Double Standard: Social Policy in Europe and the United States

James W. Russell, Double Standard: Social Policy in Europe and the United States (New York: Rowman & Littlefield, 2006).

For those already sympathetic to the cause, James W. Russell’s Double Standard offers much to confirm suspicions and support intuitions. The “cause” in question is the role of state institutions in providing various social services to the public. Arguing that “the state is the only institution strong enough to counter the market’s natural tendency to heighten inequality” (68), Russell advocates inclusive social policy along the lines of Western European countries. Taking as his focus the United States and the original fifteen members of the European Union, plus Switzerland and Norway, Russell traces the developments and outcomes of social policy on unemployment, health care, education, immigration and, among others, crime.

Although Russell could have gone further in analyzing differences between European and American social policy, the book nonetheless can serve as a valuable introductory resource. Double Standard is generally well written, clear, and, particularly in its latter two-thirds, effectively presents and contextualizes data on Western European and US social policy. The criticisms that can be levelled at the book have more to do, perhaps, with what it leaves out than with what it includes.

The meat of Russell’s argument really begins in Chapter eight, “Social Cohesion and Inequality” (nearly half way through the book). In this chapter he argues that “a capitalist society can function quite well with equality of opportunity; it could not with equality of outcome” (65). The general idea here seems to be that capitalism can, in theory, accommodate a situation wherein all start from relatively equal positions – having the same opportunities for education, employment, access to services and so on. What individuals do with such opportunities, according to the free market advocate, determines (often unequal) outcomes. Of course, one of the necessary features for the initial equality would be a lack of class distinction, and all that accompanies it, yet such distinctions are part and parcel of a capitalist socio-economic order. The point here is that inequality is endemic to capitalism; in order for there to be “winners” there have to be “losers.” Capitalism may be able to accommodate a theoretical starting point featuring equality of opportunity (think of John Rawls’s “veil of ignorance” for example), but it certainly cannot maintain it. Laissez-faire capitalism not only exacerbates such inequality, but thrives on it and this, in Russell’s view, is one of its primary failings.
● ● ● ● ●
▶ _OBJECTIVES_
[A] In the book review, which countries does Russell take as his focus?
[B] Copy the review word for word from "For those already" to "among others, crime.".

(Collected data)
● ● ● ● ●
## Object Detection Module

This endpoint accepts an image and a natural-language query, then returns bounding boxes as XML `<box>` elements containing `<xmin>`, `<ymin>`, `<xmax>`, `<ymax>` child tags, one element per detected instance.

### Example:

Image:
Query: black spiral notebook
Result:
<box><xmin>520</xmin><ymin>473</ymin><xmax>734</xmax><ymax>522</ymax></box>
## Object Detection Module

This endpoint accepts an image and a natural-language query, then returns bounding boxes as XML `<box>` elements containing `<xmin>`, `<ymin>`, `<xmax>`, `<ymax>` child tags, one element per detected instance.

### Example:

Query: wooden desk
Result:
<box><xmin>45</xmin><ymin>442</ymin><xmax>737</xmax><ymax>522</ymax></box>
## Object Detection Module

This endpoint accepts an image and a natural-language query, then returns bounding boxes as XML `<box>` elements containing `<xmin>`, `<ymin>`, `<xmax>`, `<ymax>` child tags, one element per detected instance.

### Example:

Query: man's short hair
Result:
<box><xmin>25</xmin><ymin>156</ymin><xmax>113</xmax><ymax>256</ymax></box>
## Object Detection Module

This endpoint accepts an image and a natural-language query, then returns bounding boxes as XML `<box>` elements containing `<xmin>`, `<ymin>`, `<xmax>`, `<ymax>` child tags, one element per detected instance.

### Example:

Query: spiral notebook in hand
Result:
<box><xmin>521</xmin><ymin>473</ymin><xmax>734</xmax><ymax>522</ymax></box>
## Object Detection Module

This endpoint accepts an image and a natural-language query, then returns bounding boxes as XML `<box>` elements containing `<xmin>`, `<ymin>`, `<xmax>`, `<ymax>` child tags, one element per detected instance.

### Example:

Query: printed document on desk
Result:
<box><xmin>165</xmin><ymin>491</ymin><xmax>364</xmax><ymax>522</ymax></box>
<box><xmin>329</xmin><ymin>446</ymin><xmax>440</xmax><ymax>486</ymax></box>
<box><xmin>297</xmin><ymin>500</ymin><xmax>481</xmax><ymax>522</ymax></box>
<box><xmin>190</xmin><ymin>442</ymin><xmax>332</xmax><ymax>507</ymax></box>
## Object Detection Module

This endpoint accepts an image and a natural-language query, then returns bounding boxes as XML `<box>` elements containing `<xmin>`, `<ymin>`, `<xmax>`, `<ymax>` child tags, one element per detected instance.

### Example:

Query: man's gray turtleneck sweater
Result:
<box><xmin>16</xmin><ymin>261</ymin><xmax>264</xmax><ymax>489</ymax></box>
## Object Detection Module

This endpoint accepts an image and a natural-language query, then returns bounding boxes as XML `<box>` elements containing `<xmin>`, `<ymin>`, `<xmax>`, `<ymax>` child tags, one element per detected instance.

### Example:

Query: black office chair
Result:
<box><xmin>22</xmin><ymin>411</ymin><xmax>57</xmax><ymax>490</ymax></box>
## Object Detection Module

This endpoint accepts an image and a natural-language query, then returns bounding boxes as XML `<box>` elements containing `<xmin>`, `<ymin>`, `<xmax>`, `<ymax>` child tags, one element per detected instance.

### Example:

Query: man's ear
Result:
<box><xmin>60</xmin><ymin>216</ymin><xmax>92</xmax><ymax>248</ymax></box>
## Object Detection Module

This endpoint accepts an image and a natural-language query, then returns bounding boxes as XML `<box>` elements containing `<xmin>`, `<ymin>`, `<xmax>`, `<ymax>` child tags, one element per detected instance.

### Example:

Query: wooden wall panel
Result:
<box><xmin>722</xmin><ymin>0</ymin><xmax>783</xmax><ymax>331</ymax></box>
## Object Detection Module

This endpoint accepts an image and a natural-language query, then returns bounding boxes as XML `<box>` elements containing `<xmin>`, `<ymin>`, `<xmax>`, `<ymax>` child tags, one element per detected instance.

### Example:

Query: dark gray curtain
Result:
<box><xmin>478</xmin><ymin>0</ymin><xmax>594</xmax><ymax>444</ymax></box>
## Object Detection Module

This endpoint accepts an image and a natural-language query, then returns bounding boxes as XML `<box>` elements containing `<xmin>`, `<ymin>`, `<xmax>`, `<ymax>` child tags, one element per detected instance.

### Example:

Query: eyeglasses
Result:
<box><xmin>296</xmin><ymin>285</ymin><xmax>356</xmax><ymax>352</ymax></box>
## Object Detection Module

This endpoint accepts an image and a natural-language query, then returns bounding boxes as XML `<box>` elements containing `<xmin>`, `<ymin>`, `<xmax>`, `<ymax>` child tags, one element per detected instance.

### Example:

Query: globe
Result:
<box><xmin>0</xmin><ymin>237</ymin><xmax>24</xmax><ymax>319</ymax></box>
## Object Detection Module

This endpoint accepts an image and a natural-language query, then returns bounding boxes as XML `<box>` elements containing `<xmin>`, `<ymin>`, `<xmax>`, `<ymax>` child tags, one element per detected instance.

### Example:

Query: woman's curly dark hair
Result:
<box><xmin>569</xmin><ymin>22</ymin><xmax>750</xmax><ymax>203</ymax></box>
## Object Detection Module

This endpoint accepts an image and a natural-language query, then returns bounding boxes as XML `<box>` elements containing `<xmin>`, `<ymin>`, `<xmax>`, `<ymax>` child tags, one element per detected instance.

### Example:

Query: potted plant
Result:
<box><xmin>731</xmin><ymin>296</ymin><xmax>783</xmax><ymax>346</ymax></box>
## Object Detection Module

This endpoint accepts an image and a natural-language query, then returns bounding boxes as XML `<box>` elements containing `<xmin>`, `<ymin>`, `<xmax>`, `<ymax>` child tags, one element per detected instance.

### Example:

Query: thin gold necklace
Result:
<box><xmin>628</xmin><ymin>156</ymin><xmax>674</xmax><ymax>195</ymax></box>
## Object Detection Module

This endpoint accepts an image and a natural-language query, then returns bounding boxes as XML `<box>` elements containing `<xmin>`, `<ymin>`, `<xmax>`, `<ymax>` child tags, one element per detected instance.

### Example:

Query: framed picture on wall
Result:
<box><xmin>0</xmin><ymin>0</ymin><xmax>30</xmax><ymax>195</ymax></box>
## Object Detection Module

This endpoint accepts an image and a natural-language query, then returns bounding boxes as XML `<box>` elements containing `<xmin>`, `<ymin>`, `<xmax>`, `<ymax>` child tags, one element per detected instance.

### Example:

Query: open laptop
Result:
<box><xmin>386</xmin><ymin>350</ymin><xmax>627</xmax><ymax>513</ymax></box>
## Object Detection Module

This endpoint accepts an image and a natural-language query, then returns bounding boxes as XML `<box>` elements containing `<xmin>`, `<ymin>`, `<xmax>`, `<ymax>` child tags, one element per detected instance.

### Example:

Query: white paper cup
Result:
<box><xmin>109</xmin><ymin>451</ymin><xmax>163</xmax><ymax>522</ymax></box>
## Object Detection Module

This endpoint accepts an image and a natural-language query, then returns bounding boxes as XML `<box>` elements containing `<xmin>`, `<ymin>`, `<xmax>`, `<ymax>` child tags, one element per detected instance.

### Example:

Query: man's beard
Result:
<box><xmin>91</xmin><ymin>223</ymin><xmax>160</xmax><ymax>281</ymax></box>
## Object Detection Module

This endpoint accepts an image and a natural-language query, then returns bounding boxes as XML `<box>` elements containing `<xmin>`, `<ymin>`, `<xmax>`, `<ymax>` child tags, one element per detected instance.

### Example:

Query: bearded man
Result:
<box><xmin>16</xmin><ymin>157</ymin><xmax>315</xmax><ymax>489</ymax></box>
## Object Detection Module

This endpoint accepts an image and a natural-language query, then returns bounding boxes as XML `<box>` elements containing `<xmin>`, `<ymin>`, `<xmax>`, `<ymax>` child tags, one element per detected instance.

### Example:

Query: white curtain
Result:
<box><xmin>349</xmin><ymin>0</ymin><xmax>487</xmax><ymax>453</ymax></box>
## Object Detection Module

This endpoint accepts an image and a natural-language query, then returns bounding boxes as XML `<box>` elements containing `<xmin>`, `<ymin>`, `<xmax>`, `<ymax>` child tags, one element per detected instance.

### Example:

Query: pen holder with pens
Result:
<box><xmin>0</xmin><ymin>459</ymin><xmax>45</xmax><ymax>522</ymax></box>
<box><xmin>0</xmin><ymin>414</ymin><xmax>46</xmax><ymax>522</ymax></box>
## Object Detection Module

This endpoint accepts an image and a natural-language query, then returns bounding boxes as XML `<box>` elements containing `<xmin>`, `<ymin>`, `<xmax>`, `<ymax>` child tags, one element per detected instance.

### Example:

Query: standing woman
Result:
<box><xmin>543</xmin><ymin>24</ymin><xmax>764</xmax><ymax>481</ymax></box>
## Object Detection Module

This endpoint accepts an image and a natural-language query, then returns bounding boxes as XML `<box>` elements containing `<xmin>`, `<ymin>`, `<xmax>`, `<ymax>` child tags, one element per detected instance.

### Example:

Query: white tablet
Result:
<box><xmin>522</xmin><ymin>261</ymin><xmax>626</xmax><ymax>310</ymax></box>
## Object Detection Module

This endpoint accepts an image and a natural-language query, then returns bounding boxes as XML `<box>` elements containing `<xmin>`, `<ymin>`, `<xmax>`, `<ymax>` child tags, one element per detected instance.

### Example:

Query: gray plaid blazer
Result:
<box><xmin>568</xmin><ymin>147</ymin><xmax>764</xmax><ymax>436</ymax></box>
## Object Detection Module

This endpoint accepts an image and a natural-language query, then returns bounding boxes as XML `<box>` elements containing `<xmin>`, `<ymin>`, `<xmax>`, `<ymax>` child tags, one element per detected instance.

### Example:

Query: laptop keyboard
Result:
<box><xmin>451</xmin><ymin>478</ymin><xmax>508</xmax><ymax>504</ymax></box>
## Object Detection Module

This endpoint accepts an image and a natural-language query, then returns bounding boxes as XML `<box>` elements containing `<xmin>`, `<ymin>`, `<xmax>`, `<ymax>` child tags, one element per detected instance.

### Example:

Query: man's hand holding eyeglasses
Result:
● ● ● ● ●
▶ _ANSWER LIST_
[A] The United States and the original fifteen members of the European Union, plus Switzerland and Norway.

[B]
For those already sympathetic to the cause, James W. Russell’s Double Standard offers much to confirm suspicions and support intuitions. The “cause” in question is the role of state institutions in providing various social services to the public. Arguing that “the state is the only institution strong enough to counter the market’s natural tendency to heighten inequality” (68), Russell advocates inclusive social policy along the lines of Western European countries. Taking as his focus the United States and the original fifteen members of the European Union, plus Switzerland and Norway, Russell traces the developments and outcomes of social policy on unemployment, health care, education, immigration and, among others, crime.